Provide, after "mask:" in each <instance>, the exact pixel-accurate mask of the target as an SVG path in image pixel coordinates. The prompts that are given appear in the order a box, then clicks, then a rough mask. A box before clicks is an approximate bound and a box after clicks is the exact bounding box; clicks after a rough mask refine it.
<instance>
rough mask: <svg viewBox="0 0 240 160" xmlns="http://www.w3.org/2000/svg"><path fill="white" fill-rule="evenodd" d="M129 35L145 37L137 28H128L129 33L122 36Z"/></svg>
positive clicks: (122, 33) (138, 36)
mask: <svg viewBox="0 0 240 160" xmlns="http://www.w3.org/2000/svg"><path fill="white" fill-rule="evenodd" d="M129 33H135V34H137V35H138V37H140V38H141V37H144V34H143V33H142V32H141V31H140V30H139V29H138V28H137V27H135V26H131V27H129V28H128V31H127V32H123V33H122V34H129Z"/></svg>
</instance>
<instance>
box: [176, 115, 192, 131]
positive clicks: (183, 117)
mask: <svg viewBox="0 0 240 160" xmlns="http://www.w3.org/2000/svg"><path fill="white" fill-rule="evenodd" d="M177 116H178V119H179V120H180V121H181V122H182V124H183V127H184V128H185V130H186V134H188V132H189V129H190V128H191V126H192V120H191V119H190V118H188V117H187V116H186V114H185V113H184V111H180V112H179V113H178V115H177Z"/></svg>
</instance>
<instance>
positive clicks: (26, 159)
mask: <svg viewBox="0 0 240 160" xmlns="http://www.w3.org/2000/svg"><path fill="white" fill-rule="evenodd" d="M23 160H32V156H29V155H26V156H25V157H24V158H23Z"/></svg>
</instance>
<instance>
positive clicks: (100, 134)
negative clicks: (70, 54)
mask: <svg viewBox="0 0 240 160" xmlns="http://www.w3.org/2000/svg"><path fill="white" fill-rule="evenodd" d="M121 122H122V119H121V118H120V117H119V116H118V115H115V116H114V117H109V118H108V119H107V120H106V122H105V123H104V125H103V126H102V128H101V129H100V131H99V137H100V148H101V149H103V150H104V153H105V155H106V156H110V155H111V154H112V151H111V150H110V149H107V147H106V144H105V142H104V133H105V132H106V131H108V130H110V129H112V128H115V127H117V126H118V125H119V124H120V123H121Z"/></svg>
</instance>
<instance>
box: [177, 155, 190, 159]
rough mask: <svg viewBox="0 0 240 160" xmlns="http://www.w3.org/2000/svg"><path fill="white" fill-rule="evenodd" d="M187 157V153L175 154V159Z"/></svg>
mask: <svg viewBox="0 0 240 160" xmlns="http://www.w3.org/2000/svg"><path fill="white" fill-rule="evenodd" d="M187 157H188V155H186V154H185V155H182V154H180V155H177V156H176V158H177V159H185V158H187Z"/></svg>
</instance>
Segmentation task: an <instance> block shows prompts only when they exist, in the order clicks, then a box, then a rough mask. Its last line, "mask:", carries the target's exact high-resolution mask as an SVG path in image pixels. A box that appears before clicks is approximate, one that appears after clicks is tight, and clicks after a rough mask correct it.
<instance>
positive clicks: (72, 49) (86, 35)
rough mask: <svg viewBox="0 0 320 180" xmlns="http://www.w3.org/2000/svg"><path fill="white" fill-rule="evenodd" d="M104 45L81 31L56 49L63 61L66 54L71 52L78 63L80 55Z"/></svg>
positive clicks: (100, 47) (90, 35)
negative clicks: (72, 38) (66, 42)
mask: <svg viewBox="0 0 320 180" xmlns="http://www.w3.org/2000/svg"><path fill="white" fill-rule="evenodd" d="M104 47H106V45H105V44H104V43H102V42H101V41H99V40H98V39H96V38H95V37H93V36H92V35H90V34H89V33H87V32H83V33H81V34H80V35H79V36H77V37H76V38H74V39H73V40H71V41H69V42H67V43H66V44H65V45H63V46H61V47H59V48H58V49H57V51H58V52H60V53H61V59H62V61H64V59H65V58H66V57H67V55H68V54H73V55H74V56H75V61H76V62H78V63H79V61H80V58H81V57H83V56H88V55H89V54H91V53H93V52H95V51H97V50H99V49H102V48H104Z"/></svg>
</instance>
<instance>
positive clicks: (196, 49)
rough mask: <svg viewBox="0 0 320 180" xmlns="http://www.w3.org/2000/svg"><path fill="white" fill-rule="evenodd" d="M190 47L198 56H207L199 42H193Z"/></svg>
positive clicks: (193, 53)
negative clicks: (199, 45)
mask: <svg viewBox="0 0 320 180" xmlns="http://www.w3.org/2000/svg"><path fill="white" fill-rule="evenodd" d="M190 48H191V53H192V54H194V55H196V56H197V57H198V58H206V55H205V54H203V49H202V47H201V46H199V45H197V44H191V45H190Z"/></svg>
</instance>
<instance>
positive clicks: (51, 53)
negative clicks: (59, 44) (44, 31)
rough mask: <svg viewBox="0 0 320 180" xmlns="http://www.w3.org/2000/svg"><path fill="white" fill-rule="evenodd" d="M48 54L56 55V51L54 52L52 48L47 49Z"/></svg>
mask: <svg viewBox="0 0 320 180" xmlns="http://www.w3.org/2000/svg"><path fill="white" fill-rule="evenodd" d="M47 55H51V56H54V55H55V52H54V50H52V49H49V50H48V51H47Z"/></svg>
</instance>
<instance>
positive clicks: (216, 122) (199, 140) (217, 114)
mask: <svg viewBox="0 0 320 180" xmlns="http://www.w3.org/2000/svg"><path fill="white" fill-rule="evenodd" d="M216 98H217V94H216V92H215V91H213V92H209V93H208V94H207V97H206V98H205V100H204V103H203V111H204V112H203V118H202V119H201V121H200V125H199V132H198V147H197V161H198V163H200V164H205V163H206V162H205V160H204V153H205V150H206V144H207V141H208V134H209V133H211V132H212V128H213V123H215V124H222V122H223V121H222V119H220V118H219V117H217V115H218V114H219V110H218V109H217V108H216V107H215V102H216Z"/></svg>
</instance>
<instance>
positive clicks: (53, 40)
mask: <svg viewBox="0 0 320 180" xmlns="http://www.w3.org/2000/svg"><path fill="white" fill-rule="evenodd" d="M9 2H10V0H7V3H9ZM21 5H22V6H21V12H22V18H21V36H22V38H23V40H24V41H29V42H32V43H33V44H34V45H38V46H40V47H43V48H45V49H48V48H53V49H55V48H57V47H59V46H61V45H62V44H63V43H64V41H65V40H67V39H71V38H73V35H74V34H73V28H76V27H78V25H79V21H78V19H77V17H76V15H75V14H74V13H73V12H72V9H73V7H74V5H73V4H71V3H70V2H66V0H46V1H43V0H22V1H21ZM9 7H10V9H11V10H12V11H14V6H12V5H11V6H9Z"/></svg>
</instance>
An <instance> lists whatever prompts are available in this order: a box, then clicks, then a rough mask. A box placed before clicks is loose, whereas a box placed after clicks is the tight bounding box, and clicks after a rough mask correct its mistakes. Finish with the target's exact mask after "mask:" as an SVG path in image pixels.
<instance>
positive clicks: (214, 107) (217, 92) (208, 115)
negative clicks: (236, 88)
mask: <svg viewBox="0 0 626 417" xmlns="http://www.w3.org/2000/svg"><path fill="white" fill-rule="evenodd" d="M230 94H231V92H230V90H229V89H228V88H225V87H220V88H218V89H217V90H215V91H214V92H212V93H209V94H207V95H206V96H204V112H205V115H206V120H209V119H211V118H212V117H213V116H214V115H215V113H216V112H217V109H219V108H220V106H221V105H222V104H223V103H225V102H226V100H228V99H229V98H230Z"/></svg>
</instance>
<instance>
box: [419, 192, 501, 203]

Exercise objective: The whole listing above should be copied out exactly.

Solution to this problem:
Provide, after "mask:" in each <instance>, the exact pixel-accurate mask of the target as an SVG path in image pixel coordinates. The prompts that are given appear in the order a box, then clicks, then a rough mask. A box before clicks is an approximate bound and a box after clicks is the exact bounding box; clicks after a rough mask refine it.
<instance>
rough mask: <svg viewBox="0 0 240 160" xmlns="http://www.w3.org/2000/svg"><path fill="white" fill-rule="evenodd" d="M129 35L145 37L137 28H128L129 33L122 36Z"/></svg>
positive clicks: (122, 33) (138, 36)
mask: <svg viewBox="0 0 240 160" xmlns="http://www.w3.org/2000/svg"><path fill="white" fill-rule="evenodd" d="M129 33H135V34H137V35H138V37H140V38H141V37H144V34H143V33H142V32H141V31H140V30H139V29H138V28H137V27H135V26H131V27H129V28H128V31H127V32H123V33H122V34H129Z"/></svg>
</instance>
<instance>
box: [176, 115, 192, 131]
positive clicks: (183, 117)
mask: <svg viewBox="0 0 240 160" xmlns="http://www.w3.org/2000/svg"><path fill="white" fill-rule="evenodd" d="M177 116H178V119H179V120H180V121H181V122H182V124H183V127H184V128H185V130H186V134H188V132H189V129H190V128H191V126H192V120H191V119H190V118H188V117H187V116H186V114H185V113H184V111H180V112H179V113H178V115H177Z"/></svg>
</instance>
<instance>
positive clicks: (26, 159)
mask: <svg viewBox="0 0 240 160" xmlns="http://www.w3.org/2000/svg"><path fill="white" fill-rule="evenodd" d="M23 160H32V156H29V155H26V156H25V157H24V158H23Z"/></svg>
</instance>
<instance>
positive clicks: (100, 134)
negative clicks: (70, 54)
mask: <svg viewBox="0 0 240 160" xmlns="http://www.w3.org/2000/svg"><path fill="white" fill-rule="evenodd" d="M121 122H122V119H121V118H120V117H119V116H118V115H115V116H114V117H109V118H108V119H107V120H106V122H105V123H104V125H103V126H102V128H101V129H100V131H99V137H100V148H101V149H103V150H104V153H105V155H106V156H110V155H111V154H112V151H111V150H110V149H107V147H106V144H105V142H104V133H105V132H106V131H108V130H110V129H112V128H115V127H117V126H118V125H119V124H120V123H121Z"/></svg>
</instance>
<instance>
box: [177, 155, 190, 159]
rough mask: <svg viewBox="0 0 240 160" xmlns="http://www.w3.org/2000/svg"><path fill="white" fill-rule="evenodd" d="M187 157V153L175 154V159Z"/></svg>
mask: <svg viewBox="0 0 240 160" xmlns="http://www.w3.org/2000/svg"><path fill="white" fill-rule="evenodd" d="M187 157H188V155H186V154H185V155H182V154H180V155H177V156H176V158H177V159H185V158H187Z"/></svg>
</instance>
Segmentation task: an <instance> block shows prompts only when they exist, in the order clicks, then a box, then a rough mask. Its last line, "mask:", carries the target's exact high-resolution mask as an SVG path in image pixels. A box that appears before clicks is approximate, one that appears after clicks is tight, and clicks after a rough mask correct it.
<instance>
positive clicks: (72, 49) (86, 35)
rough mask: <svg viewBox="0 0 320 180" xmlns="http://www.w3.org/2000/svg"><path fill="white" fill-rule="evenodd" d="M104 45L81 31L56 49L63 61L66 54L71 52L78 63L80 55Z"/></svg>
positive clicks: (100, 47) (90, 35)
negative clicks: (72, 38) (66, 42)
mask: <svg viewBox="0 0 320 180" xmlns="http://www.w3.org/2000/svg"><path fill="white" fill-rule="evenodd" d="M104 47H106V45H105V44H104V43H102V42H101V41H99V40H98V39H96V38H95V37H93V36H92V35H90V34H89V33H87V32H83V33H81V34H80V35H79V36H77V37H76V38H74V39H73V40H71V41H69V42H67V43H66V44H65V45H63V46H61V47H59V48H58V49H57V51H58V52H60V53H61V59H62V61H64V59H65V58H66V57H67V55H68V54H73V55H74V56H75V61H76V62H78V63H79V61H80V58H81V57H83V56H88V55H89V54H91V53H93V52H95V51H97V50H99V49H102V48H104Z"/></svg>
</instance>
<instance>
positive clicks: (196, 49)
rough mask: <svg viewBox="0 0 320 180" xmlns="http://www.w3.org/2000/svg"><path fill="white" fill-rule="evenodd" d="M190 47L198 56H207L199 42H193Z"/></svg>
positive clicks: (193, 53)
negative clicks: (199, 45)
mask: <svg viewBox="0 0 320 180" xmlns="http://www.w3.org/2000/svg"><path fill="white" fill-rule="evenodd" d="M190 48H191V53H192V54H194V55H196V56H197V57H198V58H206V55H205V54H203V49H202V47H201V46H199V45H197V44H191V45H190Z"/></svg>
</instance>
<instance>
positive clicks: (51, 53)
negative clicks: (59, 44) (44, 31)
rough mask: <svg viewBox="0 0 320 180" xmlns="http://www.w3.org/2000/svg"><path fill="white" fill-rule="evenodd" d="M48 54L56 55V51L54 52L52 48L47 49Z"/></svg>
mask: <svg viewBox="0 0 320 180" xmlns="http://www.w3.org/2000/svg"><path fill="white" fill-rule="evenodd" d="M47 55H51V56H54V55H55V52H54V50H52V49H49V50H48V51H47Z"/></svg>
</instance>
<instance>
positive clicks: (216, 122) (199, 140) (217, 114)
mask: <svg viewBox="0 0 320 180" xmlns="http://www.w3.org/2000/svg"><path fill="white" fill-rule="evenodd" d="M216 98H217V94H216V92H215V91H213V92H209V93H208V94H207V97H206V98H205V100H204V103H203V111H204V112H203V118H202V119H201V121H200V125H199V132H198V147H197V161H198V163H200V164H205V163H206V162H205V160H204V153H205V150H206V144H207V141H208V134H209V133H211V132H212V128H213V123H215V124H222V122H223V121H222V119H220V118H219V117H217V115H218V114H219V110H218V109H217V108H216V107H215V102H216Z"/></svg>
</instance>
<instance>
positive clicks: (53, 40)
mask: <svg viewBox="0 0 320 180" xmlns="http://www.w3.org/2000/svg"><path fill="white" fill-rule="evenodd" d="M9 2H10V0H7V3H9ZM21 5H22V6H21V12H22V18H21V36H22V38H23V40H24V41H29V42H32V43H33V44H34V45H38V46H40V47H43V48H45V49H48V48H53V49H55V48H57V47H59V46H61V45H62V44H63V43H64V41H65V40H67V39H71V38H73V35H74V34H73V28H76V27H78V25H79V21H78V19H77V17H76V15H75V14H74V13H73V12H72V9H73V7H74V5H73V4H71V3H70V2H66V0H46V1H43V0H22V1H21ZM9 7H10V9H11V10H12V11H14V6H12V5H11V6H9Z"/></svg>
</instance>
An <instance> lists whatever prompts are available in this order: a box, then clicks, then a rough mask. A box placed before clicks is loose, whereas a box placed after clicks is the tight bounding box, and clicks after a rough mask correct its mistakes. Finish with the target's exact mask after "mask:" as an SVG path in image pixels.
<instance>
positive clicks: (214, 107) (217, 92) (208, 115)
negative clicks: (236, 88)
mask: <svg viewBox="0 0 626 417" xmlns="http://www.w3.org/2000/svg"><path fill="white" fill-rule="evenodd" d="M230 94H231V92H230V90H229V89H228V88H225V87H220V88H218V89H217V90H215V91H214V92H212V93H209V94H207V95H206V96H204V112H205V115H206V120H209V119H211V118H212V117H213V116H214V115H215V113H216V112H217V109H219V108H220V106H221V105H222V104H223V103H225V102H226V100H228V99H229V98H230Z"/></svg>
</instance>
<instance>
box: [419, 192, 501, 203]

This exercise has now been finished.